Every line of the material must be restated exactly, though not its pictures.

*** Opening DATASET RECORDS ***

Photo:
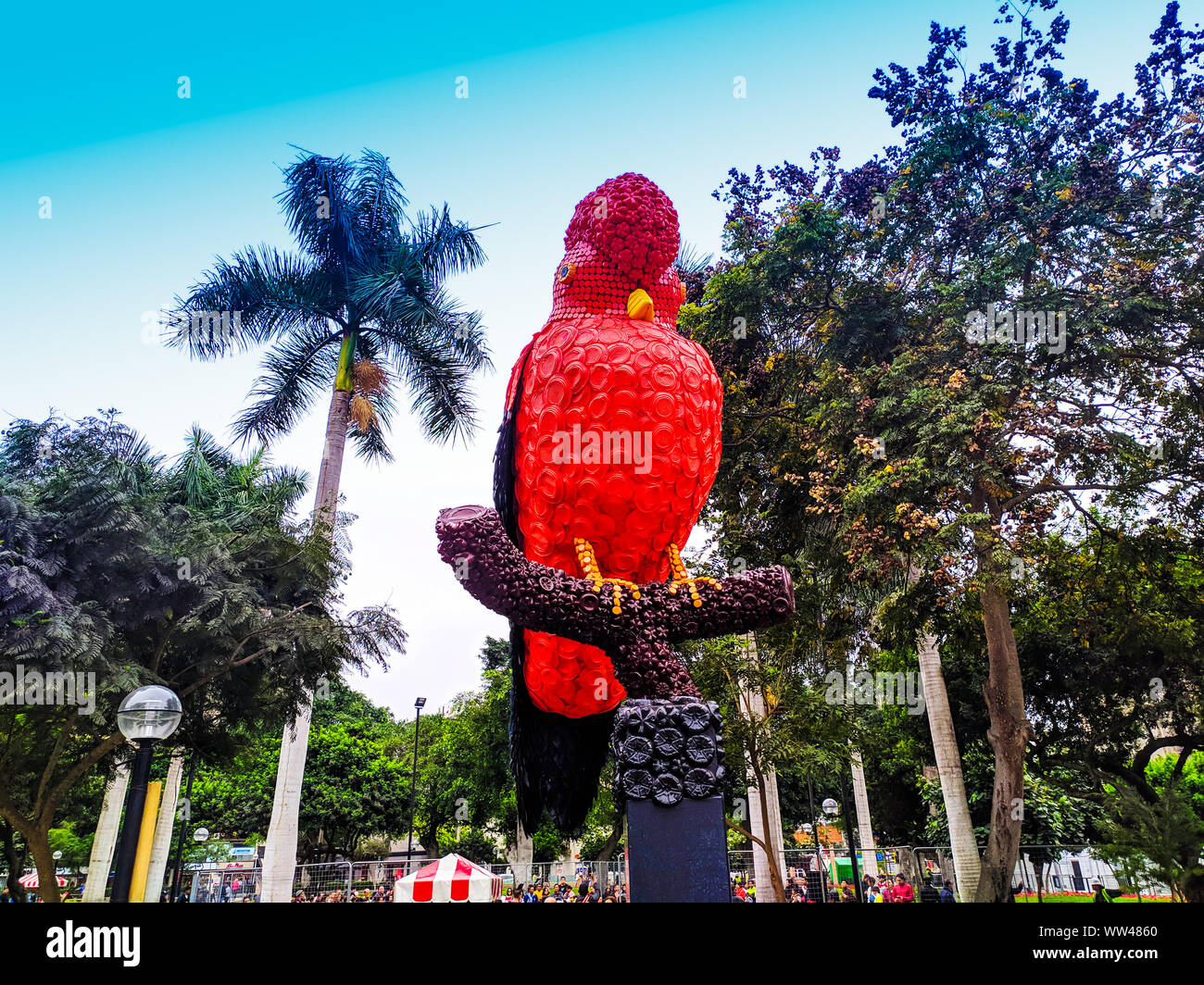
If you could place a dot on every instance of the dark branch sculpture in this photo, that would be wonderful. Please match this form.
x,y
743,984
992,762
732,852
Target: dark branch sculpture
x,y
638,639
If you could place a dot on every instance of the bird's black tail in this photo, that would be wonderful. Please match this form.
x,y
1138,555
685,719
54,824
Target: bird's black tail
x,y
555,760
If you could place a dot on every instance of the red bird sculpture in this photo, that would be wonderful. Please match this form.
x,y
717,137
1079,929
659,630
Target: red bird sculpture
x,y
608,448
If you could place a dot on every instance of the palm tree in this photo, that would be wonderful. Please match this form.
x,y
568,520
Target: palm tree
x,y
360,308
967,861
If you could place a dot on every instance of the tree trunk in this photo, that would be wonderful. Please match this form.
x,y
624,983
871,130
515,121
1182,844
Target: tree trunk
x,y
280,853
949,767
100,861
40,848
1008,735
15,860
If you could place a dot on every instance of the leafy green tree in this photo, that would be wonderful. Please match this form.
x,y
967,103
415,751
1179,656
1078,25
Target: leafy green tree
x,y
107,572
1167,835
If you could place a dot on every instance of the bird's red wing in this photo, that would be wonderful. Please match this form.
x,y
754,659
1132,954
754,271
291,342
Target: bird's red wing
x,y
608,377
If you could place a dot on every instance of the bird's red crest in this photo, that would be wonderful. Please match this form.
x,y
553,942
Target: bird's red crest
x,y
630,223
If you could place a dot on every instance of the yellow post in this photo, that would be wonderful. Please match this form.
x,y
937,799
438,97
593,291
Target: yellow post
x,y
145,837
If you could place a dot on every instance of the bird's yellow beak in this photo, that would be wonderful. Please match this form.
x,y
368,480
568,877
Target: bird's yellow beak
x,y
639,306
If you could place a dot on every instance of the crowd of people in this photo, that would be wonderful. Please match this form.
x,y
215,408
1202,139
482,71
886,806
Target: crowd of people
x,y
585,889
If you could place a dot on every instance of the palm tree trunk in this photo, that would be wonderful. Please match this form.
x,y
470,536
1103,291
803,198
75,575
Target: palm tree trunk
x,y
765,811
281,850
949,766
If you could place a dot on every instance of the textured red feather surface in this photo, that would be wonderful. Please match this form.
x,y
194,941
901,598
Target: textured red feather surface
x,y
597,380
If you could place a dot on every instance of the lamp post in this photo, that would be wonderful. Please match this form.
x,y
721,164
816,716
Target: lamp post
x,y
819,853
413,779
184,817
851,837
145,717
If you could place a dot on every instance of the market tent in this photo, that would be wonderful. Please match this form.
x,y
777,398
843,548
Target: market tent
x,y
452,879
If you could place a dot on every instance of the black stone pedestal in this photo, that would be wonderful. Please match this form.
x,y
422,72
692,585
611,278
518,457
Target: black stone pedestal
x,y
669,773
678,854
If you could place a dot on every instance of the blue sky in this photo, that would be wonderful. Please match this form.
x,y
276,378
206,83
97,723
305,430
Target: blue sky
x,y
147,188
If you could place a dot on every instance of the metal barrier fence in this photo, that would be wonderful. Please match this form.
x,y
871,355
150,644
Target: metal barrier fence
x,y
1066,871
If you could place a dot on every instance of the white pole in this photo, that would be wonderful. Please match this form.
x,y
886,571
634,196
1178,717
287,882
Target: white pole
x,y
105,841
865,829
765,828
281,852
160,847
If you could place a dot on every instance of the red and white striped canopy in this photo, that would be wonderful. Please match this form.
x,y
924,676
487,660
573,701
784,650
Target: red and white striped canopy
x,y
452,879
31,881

*** Closing DATASET RECORDS ***

RESULT FOR THIS TASK:
Photo:
If you could place a dot on every instance of the dark branch sculpture in this photo, that would be wonderful. Please match this form.
x,y
743,984
992,762
732,852
Target: dark branch sculpture
x,y
638,639
If you could place a dot on every instance of the bird's black tail in this photo, that would be wonderful. Please match this form.
x,y
1138,555
685,719
54,824
Target: bird's black tail
x,y
555,760
If you could place a dot on every instance of the red bird sculpture in this photo, that would be wonderful. Please match this form.
x,y
717,137
1079,929
659,630
Target: red bird sculpture
x,y
608,448
If you could place a dot on every instance of the palm tree in this photo, that would be wonderful. Please match this form.
x,y
568,520
Target: palm tree
x,y
360,308
967,861
If you could place a dot on every instance of the tree trunk in this photo, that would be wonderful. Please match this form.
x,y
624,983
871,130
515,121
1182,844
Target: tree trunk
x,y
280,853
949,767
100,861
40,848
1008,735
15,860
If you could place a dot on every instance of the leafy green tree in this photo, that would be wonderful. Please match this form.
x,y
967,103
415,751
1179,656
1078,25
Target: leafy green tree
x,y
107,572
1167,835
If you could place a dot on every instance of the bird's red wing in this photo, that would be wonderful. Please match this form.
x,y
754,659
1132,954
754,271
291,342
Target: bird's red wing
x,y
608,377
If you could place a dot on every instance of the bird's red crest in this photo, that would be wonderful. Please match this form.
x,y
553,942
Target: bird's red crest
x,y
630,223
If you could place a dot on every instance of the yellow post in this photo, that would be wonderful. Please match this form.
x,y
937,799
438,97
593,291
Target: yellow post
x,y
145,837
If you could place a dot on every instance of the bird's yellow beak in this photo, that would be wonderful. Please match this form.
x,y
368,480
568,877
Target: bird's yellow beak
x,y
639,306
If you could place a dot on every instance of the crowd of people in this photo, that would be wonderful. Please match this form.
x,y
215,408
1202,139
482,71
886,806
Target: crowd of people
x,y
585,889
If you could place a dot on every instance of the palm tree trunk in this photo, that would be wonderful. Please match this form.
x,y
470,536
1103,291
803,198
75,575
Target: palm tree trunk
x,y
765,811
281,850
949,766
If you could place a dot on every instance of the textured red feather surface in this photo, that would be wonderful. Please match this form.
x,y
194,941
901,598
Target: textured red feather surface
x,y
597,380
If you could place a dot on every instance of the lamp post in this photo, that would be wonderful. Please match this form.
x,y
721,164
816,716
Target: lamp post
x,y
819,853
413,779
184,817
851,837
145,717
If you could place a dot on every instance of the market tent in this photo, that would be wonderful. Please match this form.
x,y
777,398
843,548
Target: market tent
x,y
452,879
If you could place a dot on every instance of the black stone pedestal in this photo, that would be wonderful. Please match this form.
x,y
422,72
692,585
611,278
518,457
Target: black stone pedestal
x,y
669,773
678,854
If you could place a dot on every instance of the blue sky in this photo, that would be wonderful. Please match this form.
x,y
276,378
206,83
97,723
305,430
Target: blue sky
x,y
147,188
If you could place a dot on every instance of the metal barrier fence in this photo, that would be wonderful. Please match this form.
x,y
871,355
150,644
Target: metal barrier fence
x,y
1066,871
If you could place a dot on every instance of the white pole in this photo, that would be wonderful. Please match this form.
x,y
886,571
634,196
1178,717
287,882
Target: white pole
x,y
105,841
865,829
765,828
281,852
160,847
If you could place a dot on every instance of the red and white striped canopy in this photo, that would be wonderful. Please match this form.
x,y
924,676
487,660
573,701
784,650
Target: red and white striped canopy
x,y
452,879
31,881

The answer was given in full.